-- Data to examine follows --

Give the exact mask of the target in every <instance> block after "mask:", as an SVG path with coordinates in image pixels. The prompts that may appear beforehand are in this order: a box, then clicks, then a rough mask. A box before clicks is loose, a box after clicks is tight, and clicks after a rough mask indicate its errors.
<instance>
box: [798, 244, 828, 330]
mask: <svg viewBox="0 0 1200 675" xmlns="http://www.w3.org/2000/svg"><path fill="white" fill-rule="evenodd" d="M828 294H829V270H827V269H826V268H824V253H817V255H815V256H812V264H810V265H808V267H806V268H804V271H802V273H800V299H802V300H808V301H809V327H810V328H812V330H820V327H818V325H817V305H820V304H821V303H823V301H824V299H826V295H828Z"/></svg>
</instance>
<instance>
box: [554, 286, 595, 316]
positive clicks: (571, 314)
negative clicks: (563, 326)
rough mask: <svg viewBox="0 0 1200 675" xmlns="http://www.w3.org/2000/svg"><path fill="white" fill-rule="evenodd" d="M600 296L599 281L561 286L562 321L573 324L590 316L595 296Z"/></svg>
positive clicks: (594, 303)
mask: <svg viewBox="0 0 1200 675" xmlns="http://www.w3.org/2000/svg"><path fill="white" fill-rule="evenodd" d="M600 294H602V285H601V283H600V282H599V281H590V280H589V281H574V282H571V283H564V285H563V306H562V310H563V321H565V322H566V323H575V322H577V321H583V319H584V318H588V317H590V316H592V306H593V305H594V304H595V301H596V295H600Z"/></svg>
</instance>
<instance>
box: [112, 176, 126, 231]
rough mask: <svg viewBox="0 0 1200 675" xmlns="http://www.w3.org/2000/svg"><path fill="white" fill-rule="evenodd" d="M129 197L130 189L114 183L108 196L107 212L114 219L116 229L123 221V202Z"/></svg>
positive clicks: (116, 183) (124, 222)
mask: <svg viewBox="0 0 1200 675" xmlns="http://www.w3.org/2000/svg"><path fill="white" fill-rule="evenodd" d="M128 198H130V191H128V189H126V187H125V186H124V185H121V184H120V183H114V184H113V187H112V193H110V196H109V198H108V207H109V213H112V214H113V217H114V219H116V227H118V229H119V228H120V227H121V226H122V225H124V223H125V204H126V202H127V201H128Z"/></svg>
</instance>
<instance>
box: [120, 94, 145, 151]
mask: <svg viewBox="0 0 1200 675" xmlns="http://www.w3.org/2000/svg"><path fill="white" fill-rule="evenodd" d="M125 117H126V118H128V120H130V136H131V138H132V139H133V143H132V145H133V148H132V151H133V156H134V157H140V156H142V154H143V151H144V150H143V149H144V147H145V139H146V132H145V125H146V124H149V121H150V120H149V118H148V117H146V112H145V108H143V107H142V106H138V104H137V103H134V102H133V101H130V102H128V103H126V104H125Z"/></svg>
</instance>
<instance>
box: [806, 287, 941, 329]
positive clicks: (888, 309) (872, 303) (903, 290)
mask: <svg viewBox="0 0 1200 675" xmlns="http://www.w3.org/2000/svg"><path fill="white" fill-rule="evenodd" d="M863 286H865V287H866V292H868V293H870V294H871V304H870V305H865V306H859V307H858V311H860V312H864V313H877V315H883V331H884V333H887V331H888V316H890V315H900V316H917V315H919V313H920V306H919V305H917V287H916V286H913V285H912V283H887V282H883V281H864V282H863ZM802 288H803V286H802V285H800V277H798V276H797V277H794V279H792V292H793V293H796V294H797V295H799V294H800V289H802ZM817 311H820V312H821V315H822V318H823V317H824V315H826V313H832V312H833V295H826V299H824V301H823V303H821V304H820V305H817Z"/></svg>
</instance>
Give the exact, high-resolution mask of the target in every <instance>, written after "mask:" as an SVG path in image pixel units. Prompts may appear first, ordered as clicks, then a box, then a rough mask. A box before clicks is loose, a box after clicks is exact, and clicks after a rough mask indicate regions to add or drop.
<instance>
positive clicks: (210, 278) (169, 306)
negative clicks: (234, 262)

-- Data to examine concluded --

Directions for this task: Gather each line of the records that contains the word "positive". Case counts.

Written reply:
positive clicks: (571, 314)
positive clicks: (594, 303)
positive clicks: (116, 183) (124, 222)
positive clicks: (888, 309) (872, 303) (903, 290)
positive clicks: (210, 278) (169, 306)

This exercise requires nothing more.